■ DIRECTIVE
Write the next part of the interview with Alex Lancial and Jim Tuttle, picking up after its final sentence.

■ DOCUMENT PASSAGE
## BEGIN

We’re excited to introduce you to the always interesting and insightful Alex Lancial & Jim Tuttle. We hope you’ll enjoy our conversation with Alex Lancial below.
Alex Lancial, looking forward to hearing all of your stories today. To kick things off, we’d love to hear about things you or your brand do that diverge from the industry standard.
With every film we create, we’re trying to create something new. Whether it’s a new way to tell a story, a new experience to curate with or clients or a new technique we’ve been itching to try out. We’re proud to say our films are 100% unique every time we create them, and that’s largely due to our background in journalism. Jim started his career as a newspaper reporter and eventually transitioned to visual journalism, while Alex spent most of college making documentaries. We like to take the same approach we would with a documentary film. This translates to more than just a shooting or editing style. It means getting to know our clients or couples really well before we put them in front of cameras. It means building a relationship first so the film we create is unique to them.

Alex Lancial, before we move on to more of these sorts of questions, can you take some time to bring our readers up to speed on you and what you do?
We’re Alex (she/her) and Jim (he/him) and we met working together as visual journalists in Arizona. While reporting and filmmaking together over a summer, we became fast friends, and started dating a year later. After about three years, Jim proposed and Alex fell in love with the whole process of planning a wedding, from picking out the venue to seeing the gorgeous images after. So when the fun of nuptials was over, we knew we had to do something to make weddings a permanent part of our lives.

## END

■ DATA

## BEGIN

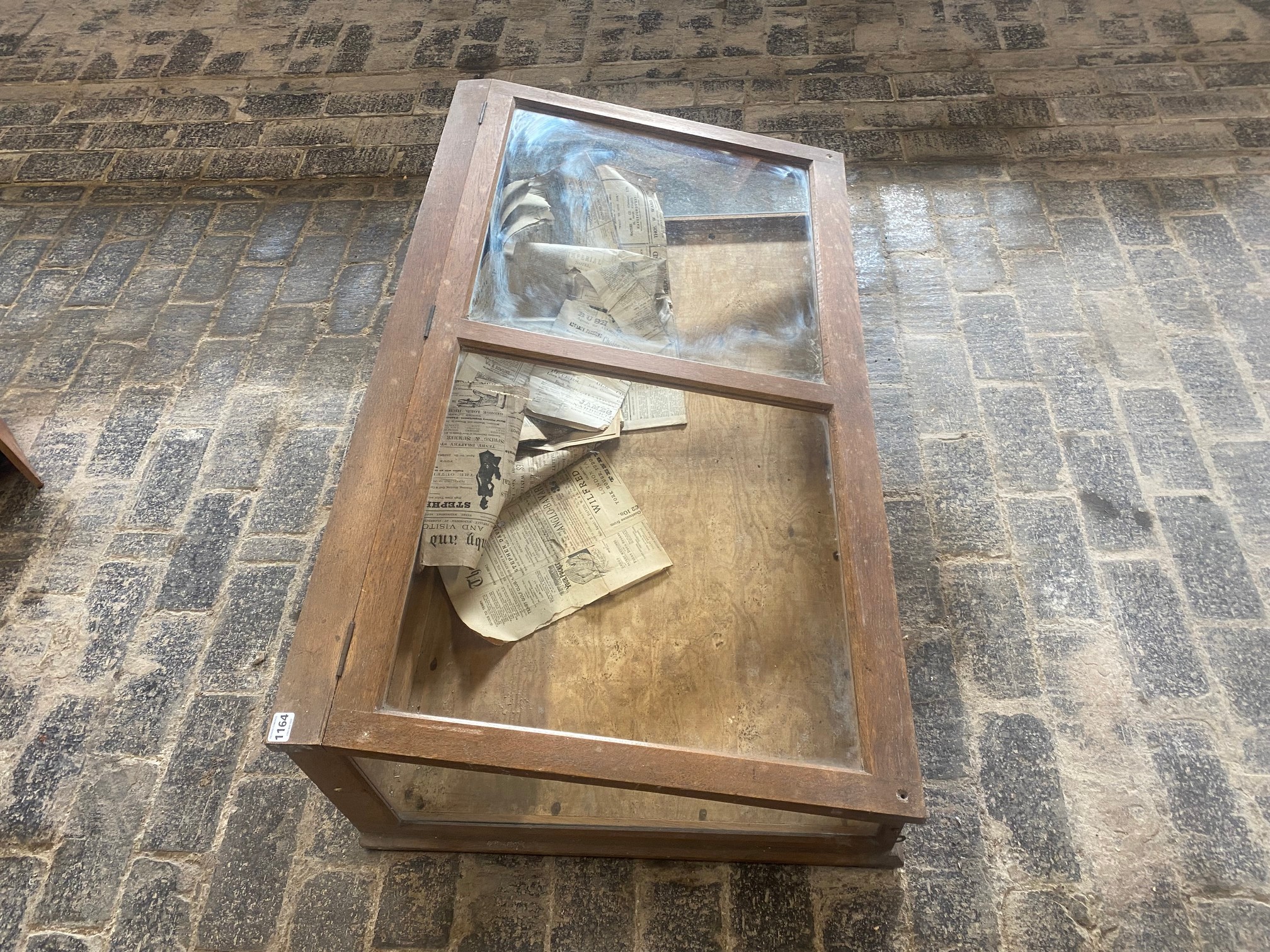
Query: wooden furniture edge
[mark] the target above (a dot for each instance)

## END

■ EXPECTED OUTPUT
We’ve both been photographing, filming and editing for more than 10 years, and decided to turn our wedding hashtag #HesMyHuckleberry into a wedding videography company. We prioritize gorgeous cinematography, clean sound, sweet edits and, above all, storytelling.
Putting together a wedding film is sort of like creating an amazing meal. We take all the great ingredients we captured and transform them into something you want to watch over and over. Couples praise us for our engaging edits that truly let them relive their day and ALL the feels. Our style is cinematic storytelling with a touch of vintage nostalgia. Our films are never dull, usually sentimental and always unique.
What else should we know about how you took your side hustle and scaled it up into what it is today?
Jim will let Alex take this one:
So we moved to Phoenix in 2016 and started our own production company. We bought all our own equipment and did some amazing work for international development organizations and non profits. We started our wedding brand shortly after we got married in 2018. At the time we were both working as instructors and contractors for the Walter Cronkite School of Journalism at Arizona State University, where I went to school and where we met. Weddings were a way for me to scratch an itch to do something a little more creative and fun so we did our first few in 2019. We learned A LOT from our first four weddings, mainly that they are so much different than other events we’ve shot and we were seriously needing experience with them. I also figured I could create a business page on wedding planning sites like The Knot or Wedding Wire and have leads magically come to me, but of course that was a failure.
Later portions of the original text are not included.